MATERIAL SHOWN:
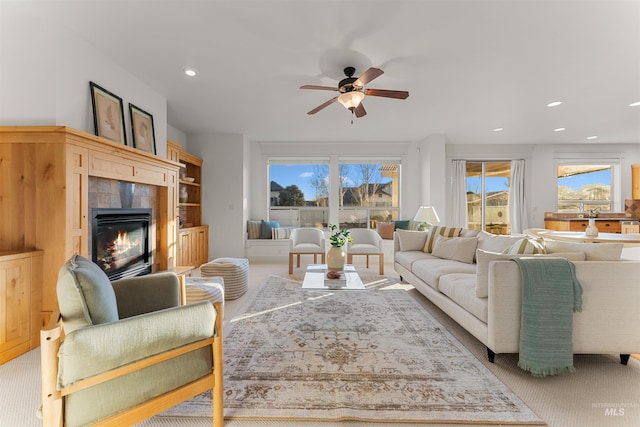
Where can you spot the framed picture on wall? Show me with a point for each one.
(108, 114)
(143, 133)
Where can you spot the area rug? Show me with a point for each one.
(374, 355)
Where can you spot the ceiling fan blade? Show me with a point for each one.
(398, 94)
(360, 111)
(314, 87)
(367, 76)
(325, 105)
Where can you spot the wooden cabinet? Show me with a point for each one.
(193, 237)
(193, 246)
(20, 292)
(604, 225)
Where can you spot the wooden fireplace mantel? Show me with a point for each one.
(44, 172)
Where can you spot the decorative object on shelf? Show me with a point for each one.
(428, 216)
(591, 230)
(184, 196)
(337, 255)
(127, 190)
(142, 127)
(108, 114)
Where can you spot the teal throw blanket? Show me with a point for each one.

==

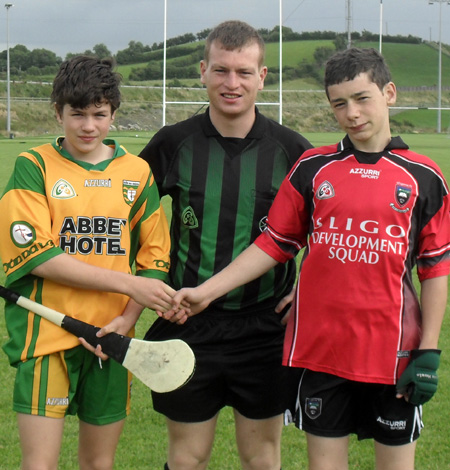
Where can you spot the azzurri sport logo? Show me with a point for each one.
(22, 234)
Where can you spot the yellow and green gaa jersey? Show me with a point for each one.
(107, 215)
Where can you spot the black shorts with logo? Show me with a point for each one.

---

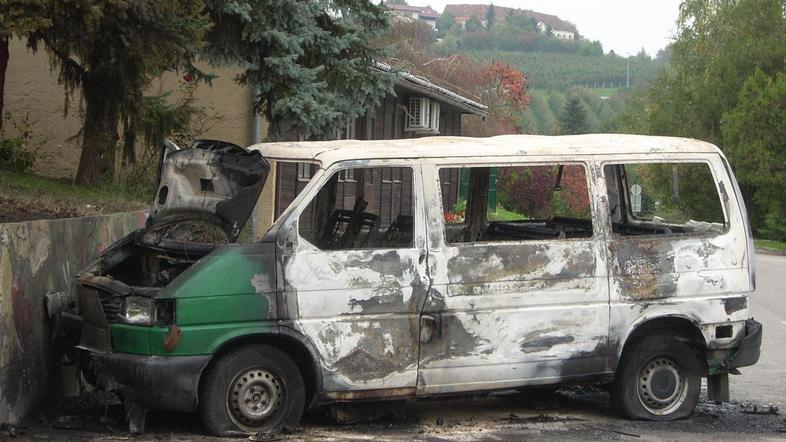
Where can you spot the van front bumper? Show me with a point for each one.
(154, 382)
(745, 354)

TASK DESCRIPTION: Count the lines in the data above that contain the word "wooden", matching case exactly. Give only the number.

RESULT: 2